* _Excerpted text_
● ● ● ● ●

If I ever get these looks, I make a quick exit and bump down the kerb on to the road, narrowly missing the rapidly approaching milk float.

Back to my weekly grind. I was partaking in one of my favourite pastimes the other day, cooking. It is a slow task now, with the preparation taking ages, as I limp around the kitchen with my rollator or stick. Reaching up into cupboards can be a pain as my arms are not as stretchy as they once used to be. Spice cupboards are treacherous, and I went and accidentally knocked a jar of cumin seeds out of the shelf and it fell on to the hard work surface!

It did, however, not shatter, but bounced twice, as I watched helplessly, unable to grab the spinning jar as any rapid movement would have seen me on the floor before it! After it had left the worktop heading for the vicinity of the stone floor, I again watched as it bounced twice further and on the third time shatter! Jesus F****** Christ! I had joined the “I have smashed a bottle of spice all over the kitchen floor” club. It stunk and took me an hour to clean up. As usual I got a…..

“What have you been doing all day?!” from Jean when she came home from work.

Now on to the serious part of my post!

There are other clubs that are a bit more covert, and one of these is the Buyers Club, as made famous in the film, The Dallas Buyers Club, for which Matthew McConaughey won best Actor Oscar in 2013. If you haven’t seen it,  have a watch. It’s great entertainment and it’s all based on a true story.

The plot…….

● ● ● ● ●

* _About this task_
Carry on the post above about the smashed spice jar and the Dallas Buyers Club, picking up right after "The plot…….".

* _Supplied information_

● ● ● ● ●

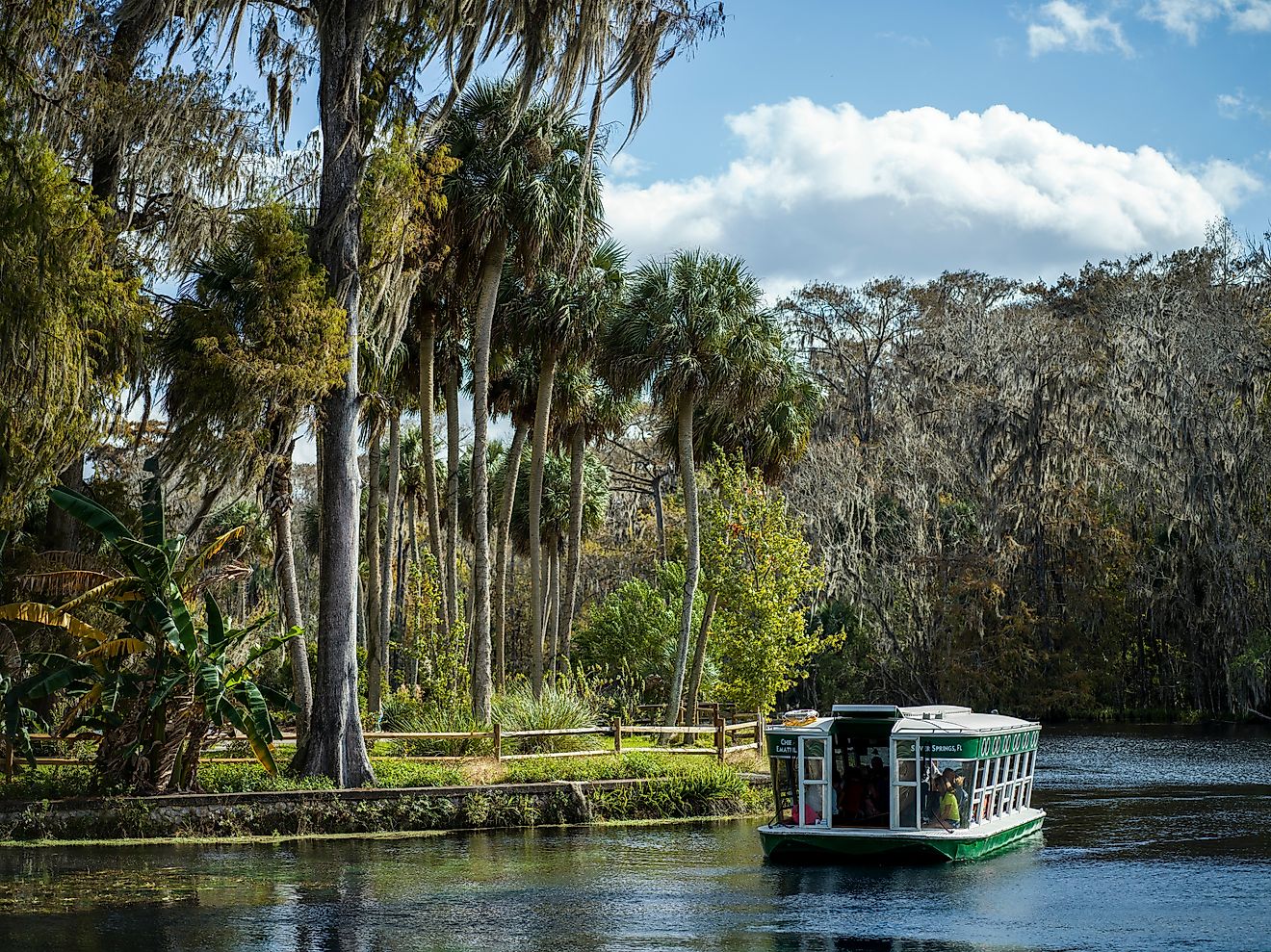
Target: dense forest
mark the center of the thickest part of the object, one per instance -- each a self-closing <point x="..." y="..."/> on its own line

● ● ● ● ●

* _Output_
McConaughey plays Ron Woodroff, a Texan in the mid 1980s infected with HIV (AIDS). It was the time when AIDs was a death sentance, rather like MND still is. The story, brilliantly played, centres on the characters and their emotional fight with the disease. The Buyers club was a group formed by Ron to import illegal, unapproved and unproven drugs in a bid to treat him and other sufferers. At the time research was only just in its infancy. The first real drug, AZT, was being heavily used in trials.

The film, if you watch it, could easily be taken to support that his imported drugs were more effective than AZT and positions the FDA (the drugs regulation authority in the USA) as a rather corrupt and uncaring agency.

The truth was that AZT was actually effective, but in lower doses than in early trials, and the drugs he promoted were ineffective, and in some cases highly dangerous. It was a time and place, and science has now shone through.

It is important to know that anyone has the right to try unproven drugs, as enshined in the expanded access rules in the USA and here in the UK facilitated by the MHRA. It will cost any patient cold hard cash though.

The film, as commented on at the time, came perilously close to endorsing pseudoscience. Folks, that is always bad in onein400’s books!

The relevance of this story is not lost on the MND community. Such clubs have appeared globally over the years for this drug and that drug. Since the 1980s, the Internet has appeared! Now, you don’t even have to see the whites of their eyes. That is of course, if they even really exist!

All I can say is,

Buyer beware!

Today I have focused on the downside of Buyers clubs. But there is an upside!

Lee that’s an absurdity based on what you just said! What do you mean!?”

In a future post, I present a different side, and perhaps some ideas that could change things. If you have any doubt please ALWAYS refer to your local MND/ALS Association for authorative guidance.

Here endith the lesson!

To finish on a lighter note, there was a nasty scene in the local Waitrose (for my American friends, this a Whole Foods Market type store) the other day, when the store club magazine top recipe, that needed rhubarb, had caused a major run on the stocks in the geocery counter. Being scooter bound, I skirted around the angry melee. I did offer to help with the clean up, but only after security guards had delicately calmed a victim attacked with the last stick of rhubarb! One employee kept him sedated and calm during the removal process. What customer service! I think we should keep paying our subs!